SOURCE PASSAGE =>
start

Redemption of CIC Equity Units and Issuance of Common Stock.
In December 2007, the Company sold Equity Units that included contracts to purchase Company common stock
to a wholly owned subsidiary of CIC (the “CIC Entity”) for approximately $5,579 million. On July 1, 2010,
Moody’s Investor Services announced that it was lowering the equity credit assigned to such Equity Units. The
terms of the Equity Units permitted the Company to redeem the junior subordinated debentures underlying the
Equity Units upon the occurrence and continuation of such a change in equity credit (a “Rating Agency
Event”). In response to this Rating Agency Event, the Company redeemed the junior subordinated debentures in
August 2010 and the redemption proceeds were subsequently used by the CIC Entity to settle its obligation under
the purchase contracts. The settlement of the purchase contracts and delivery of 116,062,911 shares of Company
common stock to the CIC Entity occurred in August 2010.
Capital Management Policies.
The Company’s senior management views capital as an important source of financial strength. The Company
actively manages its consolidated capital position based upon, among other things, business opportunities, risks,
capital availability and rates of return together with internal capital policies, regulatory requirements and rating
agency guidelines and, therefore, in the future may expand or contract its capital base to address the changing
needs of its businesses. The Company attempts to maintain total capital, on a consolidated basis, at least equal to
the sum of its operating subsidiaries’ equity.

end

EXERCISE => Could you edit the passage on capital, everything from "The Company’s senior" down to "operating subsidiaries’ equity.", so that "executive leadership" takes the place of "senior management"? The data isn't needed.

COLLECTED DATA =>
start

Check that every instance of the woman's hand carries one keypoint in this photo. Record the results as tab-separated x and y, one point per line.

end

FINAL ANSWER =>
The Company’s executive leadership views capital as an important source of financial strength. The Company
actively manages its consolidated capital position based upon, among other things, business opportunities, risks,
capital availability and rates of return together with internal capital policies, regulatory requirements and rating
agency guidelines and, therefore, in the future may expand or contract its capital base to address the changing
needs of its businesses. The Company attempts to maintain total capital, on a consolidated basis, at least equal to
the sum of its operating subsidiaries’ equity.